» Textauszug
------------------------

2. Systemsteuerung -> Hardware und Sound -> Sound -> Auf Lautsprecher (kein Doppelklick) -> unten links auf "Konfigurieren" -> 5.1 Surround, weiter -> Bei "Center", "Subwoofer" und "Hinteres Paar" einen Hacken machen, weiter -> keinen Hacken machen, weiter, Fertig

3. Lautsprecher -> Eigenschaften -> Verbesserungen -> "Lautsprecherauffüllung" und "Bassverbesserung" auswählen -> Fertig

So hat es bei mir funktioniert und man hat auch bei Stereo-Liedern 5.1.


----------



## Herbboy (13. Januar 2012)

Ja, erstens musst Du Windows natürlich auf 5.1 umstellen, das kannst Du bei der Systemsteuerung oder der Treibersoftware des Onboardsounds machen und dort dann auch testen, ob zB "hinten rechts" geht. Da gibt es einen Testmodus, der alle Boxen durchgeht.

------------------------

» Aufgabe
Schreib den Forumstext über das Einrichten von 5.1-Sound unter Windows weiter, und zwar direkt nach seinem letzten Satz. Die Zeilen weiter unten braucht man dafür nicht.

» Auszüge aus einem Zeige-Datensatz

------------------------

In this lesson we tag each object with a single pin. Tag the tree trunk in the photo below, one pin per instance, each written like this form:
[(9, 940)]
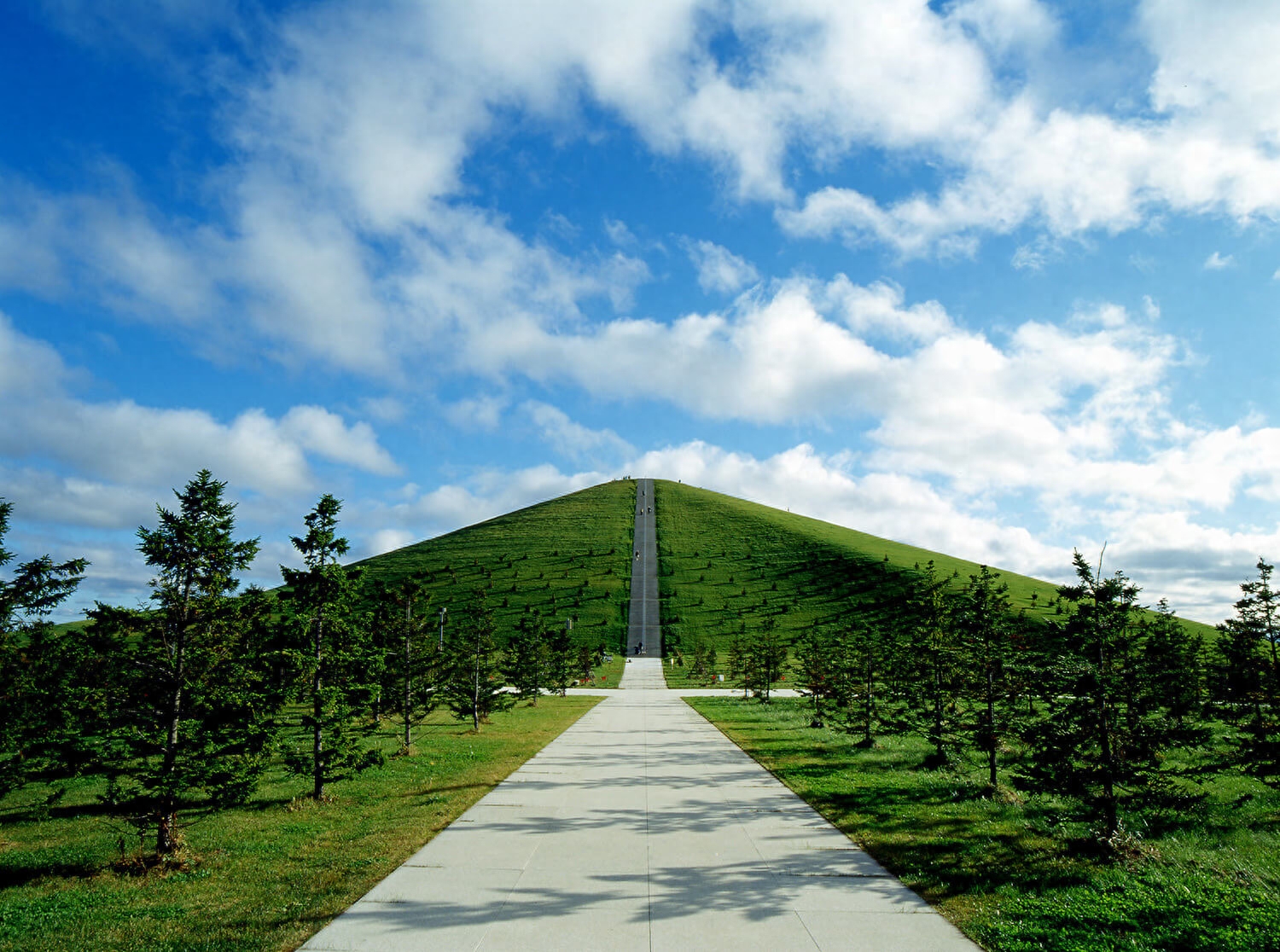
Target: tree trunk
[(409, 686), (1108, 796), (991, 726), (870, 705), (475, 690), (317, 711), (166, 821)]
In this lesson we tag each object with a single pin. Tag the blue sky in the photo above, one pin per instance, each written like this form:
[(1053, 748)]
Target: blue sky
[(993, 276)]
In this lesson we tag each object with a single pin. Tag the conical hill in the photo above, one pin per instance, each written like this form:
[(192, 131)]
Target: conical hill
[(726, 566)]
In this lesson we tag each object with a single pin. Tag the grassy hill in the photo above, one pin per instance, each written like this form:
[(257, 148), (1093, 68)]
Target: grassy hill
[(727, 565), (566, 558)]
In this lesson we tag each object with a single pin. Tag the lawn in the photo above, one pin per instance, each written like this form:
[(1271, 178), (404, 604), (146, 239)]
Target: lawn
[(1015, 873), (263, 877), (727, 565)]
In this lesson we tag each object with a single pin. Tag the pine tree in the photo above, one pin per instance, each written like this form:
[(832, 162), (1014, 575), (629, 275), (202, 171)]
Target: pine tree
[(474, 685), (821, 676), (1254, 676), (865, 654), (410, 657), (765, 657), (740, 670), (986, 635), (46, 676), (1100, 739), (934, 670), (192, 711), (560, 659), (1172, 665), (529, 658), (330, 652)]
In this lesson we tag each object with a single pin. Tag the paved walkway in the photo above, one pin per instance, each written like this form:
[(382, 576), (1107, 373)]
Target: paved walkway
[(644, 631), (640, 828)]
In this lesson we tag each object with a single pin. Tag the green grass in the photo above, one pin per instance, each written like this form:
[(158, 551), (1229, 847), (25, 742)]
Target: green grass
[(1013, 873), (726, 563), (566, 558), (269, 874)]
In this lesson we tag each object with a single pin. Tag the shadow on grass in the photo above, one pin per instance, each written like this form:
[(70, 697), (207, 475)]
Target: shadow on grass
[(18, 874)]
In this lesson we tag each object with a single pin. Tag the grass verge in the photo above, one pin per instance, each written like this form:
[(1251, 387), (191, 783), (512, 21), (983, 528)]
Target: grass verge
[(1016, 874), (263, 877)]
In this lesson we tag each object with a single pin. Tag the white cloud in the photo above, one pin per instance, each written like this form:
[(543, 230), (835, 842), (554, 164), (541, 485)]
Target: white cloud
[(148, 447), (573, 440), (481, 412), (719, 269)]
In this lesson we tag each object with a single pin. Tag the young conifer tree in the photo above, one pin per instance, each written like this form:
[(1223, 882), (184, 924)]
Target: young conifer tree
[(1254, 672), (821, 675), (560, 658), (192, 713), (475, 681), (404, 639), (864, 654), (45, 675), (529, 658), (330, 650), (986, 634), (765, 659), (934, 670), (1101, 739)]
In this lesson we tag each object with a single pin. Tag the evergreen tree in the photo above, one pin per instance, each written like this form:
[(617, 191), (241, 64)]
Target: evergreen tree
[(330, 652), (1172, 665), (765, 658), (410, 657), (740, 670), (560, 659), (934, 670), (46, 677), (474, 685), (986, 634), (191, 711), (529, 658), (1252, 676), (1101, 740), (821, 677), (865, 654)]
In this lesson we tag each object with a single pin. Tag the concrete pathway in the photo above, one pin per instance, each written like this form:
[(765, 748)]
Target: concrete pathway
[(644, 631), (642, 827)]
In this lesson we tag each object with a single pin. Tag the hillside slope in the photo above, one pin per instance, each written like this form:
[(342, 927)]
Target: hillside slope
[(727, 565), (566, 558)]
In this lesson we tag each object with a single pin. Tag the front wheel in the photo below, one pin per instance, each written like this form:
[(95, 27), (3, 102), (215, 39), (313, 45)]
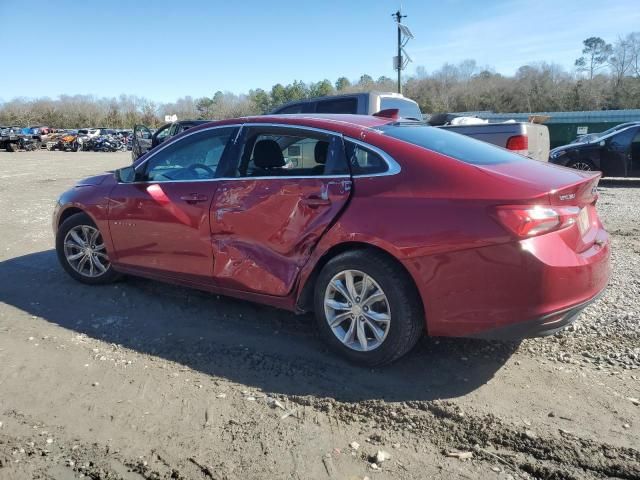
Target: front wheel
[(368, 308), (82, 252)]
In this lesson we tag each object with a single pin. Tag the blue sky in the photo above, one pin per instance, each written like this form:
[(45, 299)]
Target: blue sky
[(168, 49)]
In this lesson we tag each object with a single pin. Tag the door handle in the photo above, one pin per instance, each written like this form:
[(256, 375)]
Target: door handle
[(315, 201), (194, 198)]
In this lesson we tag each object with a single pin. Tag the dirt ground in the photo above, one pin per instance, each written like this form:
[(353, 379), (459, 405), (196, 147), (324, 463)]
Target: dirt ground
[(142, 380)]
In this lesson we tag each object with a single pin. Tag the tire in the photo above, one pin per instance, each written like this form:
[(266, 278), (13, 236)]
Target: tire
[(401, 305), (89, 272), (584, 165)]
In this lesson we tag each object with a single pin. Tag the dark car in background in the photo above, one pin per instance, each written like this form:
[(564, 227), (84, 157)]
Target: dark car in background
[(589, 137), (615, 154), (144, 139)]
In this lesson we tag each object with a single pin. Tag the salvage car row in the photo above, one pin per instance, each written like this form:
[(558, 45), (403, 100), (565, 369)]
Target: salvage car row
[(15, 139)]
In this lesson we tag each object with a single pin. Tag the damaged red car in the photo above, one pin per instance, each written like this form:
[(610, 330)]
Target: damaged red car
[(386, 229)]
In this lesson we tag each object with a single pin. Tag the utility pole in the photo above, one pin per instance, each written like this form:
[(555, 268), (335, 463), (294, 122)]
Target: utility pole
[(398, 16), (404, 35)]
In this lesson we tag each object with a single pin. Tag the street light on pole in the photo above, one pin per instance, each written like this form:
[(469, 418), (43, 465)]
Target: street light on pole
[(401, 60)]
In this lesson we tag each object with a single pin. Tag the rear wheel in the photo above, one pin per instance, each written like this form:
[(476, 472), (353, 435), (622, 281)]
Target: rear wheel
[(82, 252), (367, 307), (584, 165)]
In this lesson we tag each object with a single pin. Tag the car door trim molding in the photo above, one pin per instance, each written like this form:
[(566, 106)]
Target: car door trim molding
[(393, 166)]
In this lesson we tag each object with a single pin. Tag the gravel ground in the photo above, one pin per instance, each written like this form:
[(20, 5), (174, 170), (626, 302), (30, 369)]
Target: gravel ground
[(142, 380)]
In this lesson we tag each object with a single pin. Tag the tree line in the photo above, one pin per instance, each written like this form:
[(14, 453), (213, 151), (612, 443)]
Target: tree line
[(606, 76)]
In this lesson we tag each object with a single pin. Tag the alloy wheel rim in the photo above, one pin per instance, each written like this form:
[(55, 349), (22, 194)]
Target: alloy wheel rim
[(357, 310), (85, 252), (582, 166)]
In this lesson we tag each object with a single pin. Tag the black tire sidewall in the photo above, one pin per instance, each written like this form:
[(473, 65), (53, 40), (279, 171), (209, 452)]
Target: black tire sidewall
[(73, 221), (407, 320)]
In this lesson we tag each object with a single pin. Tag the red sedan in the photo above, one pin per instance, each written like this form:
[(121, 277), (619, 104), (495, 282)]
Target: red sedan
[(385, 228)]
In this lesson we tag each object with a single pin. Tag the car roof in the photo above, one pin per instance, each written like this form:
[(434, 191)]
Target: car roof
[(342, 123)]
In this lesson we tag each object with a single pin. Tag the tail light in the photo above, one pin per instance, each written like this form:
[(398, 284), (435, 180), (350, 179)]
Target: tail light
[(518, 142), (530, 220)]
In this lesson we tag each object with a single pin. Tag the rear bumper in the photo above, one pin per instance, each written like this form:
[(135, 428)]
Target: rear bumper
[(511, 291), (538, 327)]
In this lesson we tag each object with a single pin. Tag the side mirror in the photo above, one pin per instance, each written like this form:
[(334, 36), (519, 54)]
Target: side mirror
[(125, 175)]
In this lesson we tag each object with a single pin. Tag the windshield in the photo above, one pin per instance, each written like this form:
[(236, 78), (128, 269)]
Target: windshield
[(451, 144), (407, 108), (592, 137)]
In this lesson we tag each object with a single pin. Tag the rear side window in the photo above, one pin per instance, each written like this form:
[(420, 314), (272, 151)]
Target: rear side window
[(341, 105), (364, 161), (452, 144), (290, 152)]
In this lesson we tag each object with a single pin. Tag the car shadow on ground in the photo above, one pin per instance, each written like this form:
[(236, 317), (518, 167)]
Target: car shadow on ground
[(258, 346)]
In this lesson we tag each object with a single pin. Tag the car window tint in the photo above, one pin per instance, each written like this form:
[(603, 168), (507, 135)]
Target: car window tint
[(342, 105), (291, 152), (364, 161), (194, 157), (452, 144)]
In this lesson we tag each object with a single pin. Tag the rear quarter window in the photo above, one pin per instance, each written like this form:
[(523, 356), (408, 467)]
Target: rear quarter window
[(452, 144)]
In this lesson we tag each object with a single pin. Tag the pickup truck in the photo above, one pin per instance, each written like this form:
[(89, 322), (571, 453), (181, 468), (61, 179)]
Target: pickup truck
[(144, 139), (525, 138)]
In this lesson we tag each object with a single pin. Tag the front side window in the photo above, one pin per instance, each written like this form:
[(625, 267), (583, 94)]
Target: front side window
[(194, 157), (290, 152), (623, 139)]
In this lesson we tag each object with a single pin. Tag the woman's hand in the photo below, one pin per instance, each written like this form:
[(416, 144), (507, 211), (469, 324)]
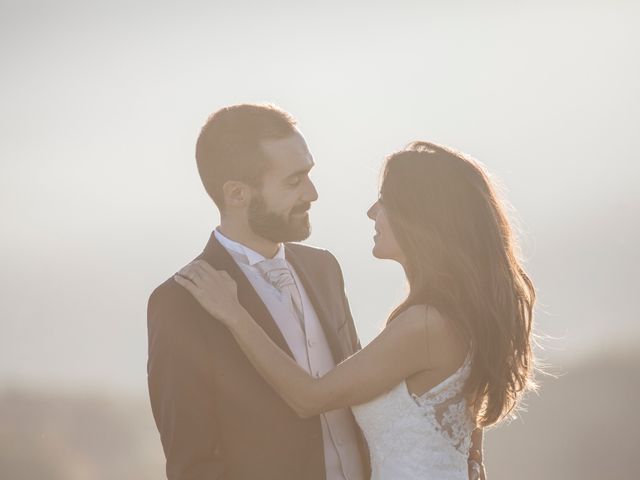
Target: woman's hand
[(214, 289)]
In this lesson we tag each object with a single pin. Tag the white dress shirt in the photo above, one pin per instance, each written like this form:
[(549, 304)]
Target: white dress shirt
[(311, 351)]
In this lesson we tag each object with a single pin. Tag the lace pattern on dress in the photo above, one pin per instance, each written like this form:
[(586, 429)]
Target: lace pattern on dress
[(447, 404)]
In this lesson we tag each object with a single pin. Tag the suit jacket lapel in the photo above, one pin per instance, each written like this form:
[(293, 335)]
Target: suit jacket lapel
[(319, 301), (218, 257)]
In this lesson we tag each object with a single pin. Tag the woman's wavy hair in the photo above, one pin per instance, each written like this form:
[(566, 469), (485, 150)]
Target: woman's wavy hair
[(462, 259)]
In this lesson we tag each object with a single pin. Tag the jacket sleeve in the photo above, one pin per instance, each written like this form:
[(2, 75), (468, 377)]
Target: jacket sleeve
[(180, 386)]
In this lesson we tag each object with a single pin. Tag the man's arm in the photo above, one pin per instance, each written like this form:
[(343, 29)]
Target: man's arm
[(353, 334), (476, 456), (180, 387)]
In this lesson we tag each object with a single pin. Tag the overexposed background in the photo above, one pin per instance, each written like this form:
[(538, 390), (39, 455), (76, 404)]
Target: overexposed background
[(101, 104)]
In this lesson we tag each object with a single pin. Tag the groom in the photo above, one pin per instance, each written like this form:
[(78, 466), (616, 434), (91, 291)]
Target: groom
[(218, 419)]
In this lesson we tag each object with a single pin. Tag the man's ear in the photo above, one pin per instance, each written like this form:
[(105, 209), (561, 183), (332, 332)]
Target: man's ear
[(236, 194)]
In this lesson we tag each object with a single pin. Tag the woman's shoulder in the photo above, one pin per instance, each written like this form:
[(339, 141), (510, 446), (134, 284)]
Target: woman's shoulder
[(427, 316), (440, 334)]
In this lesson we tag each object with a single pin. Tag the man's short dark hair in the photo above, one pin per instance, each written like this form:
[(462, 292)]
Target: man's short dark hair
[(228, 147)]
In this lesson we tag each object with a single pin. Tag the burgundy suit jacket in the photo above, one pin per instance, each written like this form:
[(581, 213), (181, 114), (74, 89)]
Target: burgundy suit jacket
[(217, 418)]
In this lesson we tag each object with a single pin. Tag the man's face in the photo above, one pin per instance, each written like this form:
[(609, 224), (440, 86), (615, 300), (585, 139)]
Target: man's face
[(278, 211)]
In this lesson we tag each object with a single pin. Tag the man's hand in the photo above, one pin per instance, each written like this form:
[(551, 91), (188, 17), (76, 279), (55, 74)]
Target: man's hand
[(475, 460)]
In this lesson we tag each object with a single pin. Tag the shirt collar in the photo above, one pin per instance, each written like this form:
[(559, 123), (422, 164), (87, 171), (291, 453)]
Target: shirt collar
[(248, 256)]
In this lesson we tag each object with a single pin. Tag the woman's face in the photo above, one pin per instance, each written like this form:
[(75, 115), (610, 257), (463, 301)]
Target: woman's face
[(385, 243)]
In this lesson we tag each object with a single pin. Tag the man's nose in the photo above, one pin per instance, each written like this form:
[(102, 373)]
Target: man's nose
[(371, 213)]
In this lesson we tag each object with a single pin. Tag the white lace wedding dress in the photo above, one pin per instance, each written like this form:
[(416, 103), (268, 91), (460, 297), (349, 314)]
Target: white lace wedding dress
[(419, 437)]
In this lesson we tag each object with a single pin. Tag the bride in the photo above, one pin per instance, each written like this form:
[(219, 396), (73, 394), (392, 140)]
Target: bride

------------------------

» Ergebnis
Zweitens muss die Soundquelle auch Surround sein, also zB Musik hat ja nur Stereo, also "links und rechts", was bei 5.1 dann eben nur "front links + rechts" ist. Die Soundkarte weiß ja nicht, ob die Musik nun nur Stereo ist und du es gern auf allen Boxen hören möchtest, oder ob es vlt Musik aus einem Film mit Surround ist, aber die Musik SOLL in der Szene halt nur bei Front L+R zu hören sein. Da musst Du evlt. in der Playersoftware oder den Treibern dann mal suchen nach "Boxen auffüllen" oder "upmix" oder so was. Bei Filmen und SPielen zB musst Du halt in den Optionen Surround aktivieren, dann solltest Du auch auf den Boxen Surround hören. AUßer natürlich wiederum bei Movie-Files, die nur Stereo haben


----------



## Icke&Er (13. Januar 2012)

Also bei dem Windows-Test kommt das Klingeln nur aus den beiden Boxen die in dem Grünen-Eingang stecken, der Rest bleibt aus 
Auch der Subwoofer macht da keine Anstalten, läuft aber bei normaler Musik mit.

PS: Habe auch mit einer DVD getestet, dort sieht es etwas besser aus.
     Da geht nun auch die ein Box von hinten, nur geht darüber der gesamte Sprech-Sound der Leute....??
      Der Center bleibt immer aus.....ist das normal?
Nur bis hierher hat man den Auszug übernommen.